#### [PROBLEM TO WORK ON]
Transcribe each line below word for word.

-- MATERIALS PROVIDED follows --

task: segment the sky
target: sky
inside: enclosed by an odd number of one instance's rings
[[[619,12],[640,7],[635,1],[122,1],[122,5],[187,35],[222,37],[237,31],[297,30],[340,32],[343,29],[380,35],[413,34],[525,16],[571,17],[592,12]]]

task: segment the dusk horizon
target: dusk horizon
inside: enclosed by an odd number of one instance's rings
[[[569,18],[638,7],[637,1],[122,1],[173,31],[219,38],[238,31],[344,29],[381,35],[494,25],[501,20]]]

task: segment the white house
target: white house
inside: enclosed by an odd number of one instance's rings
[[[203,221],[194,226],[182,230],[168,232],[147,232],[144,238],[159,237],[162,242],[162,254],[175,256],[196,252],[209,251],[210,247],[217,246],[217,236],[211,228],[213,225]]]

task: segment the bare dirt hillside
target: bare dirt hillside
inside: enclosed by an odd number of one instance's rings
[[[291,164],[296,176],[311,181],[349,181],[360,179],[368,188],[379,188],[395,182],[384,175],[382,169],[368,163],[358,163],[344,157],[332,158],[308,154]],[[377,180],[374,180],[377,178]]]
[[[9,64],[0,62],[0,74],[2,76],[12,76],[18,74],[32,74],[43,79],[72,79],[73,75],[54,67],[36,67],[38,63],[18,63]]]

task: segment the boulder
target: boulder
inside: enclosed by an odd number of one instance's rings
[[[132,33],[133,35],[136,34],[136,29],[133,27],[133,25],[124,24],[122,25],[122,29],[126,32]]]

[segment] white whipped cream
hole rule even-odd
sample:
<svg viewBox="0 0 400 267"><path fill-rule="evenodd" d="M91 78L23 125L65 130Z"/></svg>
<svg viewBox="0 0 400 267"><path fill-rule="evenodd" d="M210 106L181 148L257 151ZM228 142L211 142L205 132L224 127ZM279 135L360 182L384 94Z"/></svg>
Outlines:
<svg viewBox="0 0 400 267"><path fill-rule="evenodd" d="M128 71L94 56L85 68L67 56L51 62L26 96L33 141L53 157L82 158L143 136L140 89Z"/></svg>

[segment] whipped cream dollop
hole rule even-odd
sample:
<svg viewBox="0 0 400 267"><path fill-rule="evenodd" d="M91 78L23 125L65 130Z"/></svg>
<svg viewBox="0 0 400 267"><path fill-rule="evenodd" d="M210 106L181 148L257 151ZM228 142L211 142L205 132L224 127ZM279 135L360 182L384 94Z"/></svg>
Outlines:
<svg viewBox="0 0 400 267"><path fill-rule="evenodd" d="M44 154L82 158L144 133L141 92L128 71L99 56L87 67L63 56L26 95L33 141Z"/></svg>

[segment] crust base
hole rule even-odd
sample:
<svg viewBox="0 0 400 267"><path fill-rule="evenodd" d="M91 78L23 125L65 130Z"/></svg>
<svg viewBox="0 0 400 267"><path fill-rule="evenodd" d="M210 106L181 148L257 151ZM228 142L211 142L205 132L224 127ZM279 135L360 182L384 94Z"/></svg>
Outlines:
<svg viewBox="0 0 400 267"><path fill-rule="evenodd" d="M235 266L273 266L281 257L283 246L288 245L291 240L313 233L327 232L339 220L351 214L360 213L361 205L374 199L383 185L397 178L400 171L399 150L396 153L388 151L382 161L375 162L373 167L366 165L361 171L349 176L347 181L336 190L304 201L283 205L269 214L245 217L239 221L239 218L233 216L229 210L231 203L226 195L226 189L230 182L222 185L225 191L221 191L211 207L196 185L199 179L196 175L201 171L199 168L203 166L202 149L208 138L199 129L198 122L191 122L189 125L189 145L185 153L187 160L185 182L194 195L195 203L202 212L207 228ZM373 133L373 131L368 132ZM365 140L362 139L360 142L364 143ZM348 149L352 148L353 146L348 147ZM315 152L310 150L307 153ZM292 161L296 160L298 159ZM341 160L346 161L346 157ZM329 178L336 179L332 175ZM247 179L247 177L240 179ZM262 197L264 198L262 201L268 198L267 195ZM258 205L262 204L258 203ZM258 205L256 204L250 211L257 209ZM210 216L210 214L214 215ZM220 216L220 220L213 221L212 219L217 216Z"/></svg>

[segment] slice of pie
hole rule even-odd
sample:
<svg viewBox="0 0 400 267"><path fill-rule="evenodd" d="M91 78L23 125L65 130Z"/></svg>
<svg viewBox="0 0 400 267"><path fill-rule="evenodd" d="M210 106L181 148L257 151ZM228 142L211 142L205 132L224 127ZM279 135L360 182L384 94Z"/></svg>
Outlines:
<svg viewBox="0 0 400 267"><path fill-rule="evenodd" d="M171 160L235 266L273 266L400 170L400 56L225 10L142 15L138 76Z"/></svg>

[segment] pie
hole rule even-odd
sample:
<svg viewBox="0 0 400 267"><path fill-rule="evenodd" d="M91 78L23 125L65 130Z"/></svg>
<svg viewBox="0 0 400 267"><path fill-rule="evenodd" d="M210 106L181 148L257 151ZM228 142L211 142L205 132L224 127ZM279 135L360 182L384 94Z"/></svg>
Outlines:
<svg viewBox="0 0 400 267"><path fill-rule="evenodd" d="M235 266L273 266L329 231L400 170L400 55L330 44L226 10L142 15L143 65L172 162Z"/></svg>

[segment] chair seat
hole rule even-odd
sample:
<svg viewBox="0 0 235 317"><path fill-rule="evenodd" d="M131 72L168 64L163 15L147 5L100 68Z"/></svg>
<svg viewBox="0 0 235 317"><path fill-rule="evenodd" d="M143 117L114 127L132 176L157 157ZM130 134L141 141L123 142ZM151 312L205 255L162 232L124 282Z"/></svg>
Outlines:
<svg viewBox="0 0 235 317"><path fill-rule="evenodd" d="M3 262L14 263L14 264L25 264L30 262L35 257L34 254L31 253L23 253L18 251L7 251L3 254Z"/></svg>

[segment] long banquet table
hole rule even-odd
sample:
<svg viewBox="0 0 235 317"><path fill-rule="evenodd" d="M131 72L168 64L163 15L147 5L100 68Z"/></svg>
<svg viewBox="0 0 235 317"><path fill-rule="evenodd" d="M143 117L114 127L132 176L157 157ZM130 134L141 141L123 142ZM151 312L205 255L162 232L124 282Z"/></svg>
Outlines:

-- MATERIALS PROVIDED concluded --

#### [RESPONSE BOX]
task: segment the sky
target: sky
inside: enclosed by an odd number of one instance's rings
[[[619,12],[640,7],[635,1],[122,1],[122,5],[187,35],[222,37],[237,31],[297,30],[340,32],[343,29],[380,35],[413,34],[525,16],[571,17],[592,12]]]

task: segment the dusk horizon
target: dusk horizon
inside: enclosed by an odd number of one instance's rings
[[[569,18],[638,7],[637,1],[122,1],[173,31],[219,38],[238,31],[344,29],[381,35],[494,25],[501,20]]]

task: segment the white house
target: white house
inside: enclosed by an odd number of one instance's rings
[[[203,221],[194,226],[182,230],[168,232],[147,232],[144,238],[159,237],[162,242],[162,254],[175,256],[196,252],[209,251],[210,247],[217,246],[217,236],[211,228],[213,225]]]

task: segment the bare dirt hillside
target: bare dirt hillside
inside: enclosed by an odd number of one instance's rings
[[[291,164],[296,176],[311,181],[349,181],[360,179],[368,188],[379,188],[395,182],[384,175],[382,169],[368,163],[358,163],[344,157],[332,158],[308,154]],[[377,180],[374,180],[377,178]]]
[[[9,64],[0,62],[0,74],[2,76],[12,76],[18,74],[32,74],[43,79],[72,79],[73,75],[54,67],[36,67],[38,63],[18,63]]]

task: segment the boulder
target: boulder
inside: enclosed by an odd number of one instance's rings
[[[132,33],[133,35],[136,34],[136,29],[133,27],[133,25],[124,24],[122,25],[122,29],[126,32]]]

[segment] white whipped cream
hole rule even-odd
sample:
<svg viewBox="0 0 400 267"><path fill-rule="evenodd" d="M91 78L23 125L65 130Z"/></svg>
<svg viewBox="0 0 400 267"><path fill-rule="evenodd" d="M210 106L181 148L257 151ZM228 142L211 142L205 132L224 127ZM279 135L360 182L384 94Z"/></svg>
Outlines:
<svg viewBox="0 0 400 267"><path fill-rule="evenodd" d="M128 71L94 56L85 68L67 56L51 62L26 96L33 141L53 157L82 158L143 136L140 89Z"/></svg>

[segment] whipped cream dollop
hole rule even-odd
sample:
<svg viewBox="0 0 400 267"><path fill-rule="evenodd" d="M91 78L23 125L65 130Z"/></svg>
<svg viewBox="0 0 400 267"><path fill-rule="evenodd" d="M210 106L181 148L257 151ZM228 142L211 142L205 132L224 127ZM279 135L360 182L384 94Z"/></svg>
Outlines:
<svg viewBox="0 0 400 267"><path fill-rule="evenodd" d="M44 154L82 158L144 133L141 92L128 71L99 56L87 67L63 56L26 95L33 141Z"/></svg>

[segment] crust base
hole rule even-odd
sample:
<svg viewBox="0 0 400 267"><path fill-rule="evenodd" d="M91 78L23 125L65 130Z"/></svg>
<svg viewBox="0 0 400 267"><path fill-rule="evenodd" d="M210 106L181 148L257 151ZM228 142L211 142L205 132L224 127ZM279 135L360 182L384 94Z"/></svg>
Outlines:
<svg viewBox="0 0 400 267"><path fill-rule="evenodd" d="M235 266L273 266L281 257L283 246L288 245L291 240L313 233L327 232L339 220L351 214L360 213L361 205L374 199L383 185L397 178L400 171L399 150L396 153L388 151L382 161L375 162L373 167L366 165L361 171L349 176L347 181L336 190L304 201L283 205L269 214L245 217L239 221L239 218L233 216L229 210L231 203L226 195L226 189L230 182L222 185L225 191L221 191L211 207L196 185L199 179L196 175L201 171L199 168L203 166L202 149L208 138L199 129L198 122L191 122L189 125L189 145L185 153L187 160L185 182L194 195L195 203L202 212L207 228ZM373 133L373 131L368 132ZM365 140L362 139L360 142L364 143ZM348 149L352 148L353 146L348 147ZM315 152L310 150L307 153ZM292 161L296 160L298 159ZM341 160L346 161L346 157ZM329 178L336 179L332 175ZM247 179L247 177L240 179ZM262 197L264 198L262 201L268 198L267 195ZM258 205L262 204L258 203ZM258 205L256 204L250 211L257 209ZM210 216L210 214L214 215ZM220 216L220 220L213 221L212 219L217 216Z"/></svg>

[segment] slice of pie
hole rule even-odd
sample:
<svg viewBox="0 0 400 267"><path fill-rule="evenodd" d="M91 78L23 125L65 130Z"/></svg>
<svg viewBox="0 0 400 267"><path fill-rule="evenodd" d="M210 106L181 148L257 151ZM228 142L211 142L205 132L224 127ZM279 135L360 182L384 94Z"/></svg>
Outlines:
<svg viewBox="0 0 400 267"><path fill-rule="evenodd" d="M171 160L235 266L273 266L400 170L400 56L225 10L142 15L138 76Z"/></svg>

[segment] pie
hole rule even-odd
sample:
<svg viewBox="0 0 400 267"><path fill-rule="evenodd" d="M91 78L23 125L65 130Z"/></svg>
<svg viewBox="0 0 400 267"><path fill-rule="evenodd" d="M210 106L181 148L257 151ZM228 142L211 142L205 132L224 127ZM279 135L360 182L384 94Z"/></svg>
Outlines:
<svg viewBox="0 0 400 267"><path fill-rule="evenodd" d="M235 266L273 266L329 231L400 170L400 55L330 44L226 10L142 15L143 65L172 162Z"/></svg>

[segment] chair seat
hole rule even-odd
sample:
<svg viewBox="0 0 235 317"><path fill-rule="evenodd" d="M131 72L168 64L163 15L147 5L100 68Z"/></svg>
<svg viewBox="0 0 235 317"><path fill-rule="evenodd" d="M143 117L114 127L132 176L157 157ZM130 134L141 141L123 142ZM151 312L205 255L162 232L124 282Z"/></svg>
Outlines:
<svg viewBox="0 0 235 317"><path fill-rule="evenodd" d="M3 262L14 263L14 264L25 264L30 262L35 257L34 254L31 253L23 253L18 251L7 251L3 254Z"/></svg>

[segment] long banquet table
hole rule even-odd
sample:
<svg viewBox="0 0 235 317"><path fill-rule="evenodd" d="M131 72L168 64L163 15L147 5L100 68Z"/></svg>
<svg viewBox="0 0 235 317"><path fill-rule="evenodd" d="M143 117L114 127L132 176L157 157ZM130 134L141 141L123 142ZM151 312L205 255L162 232L124 282Z"/></svg>
Outlines:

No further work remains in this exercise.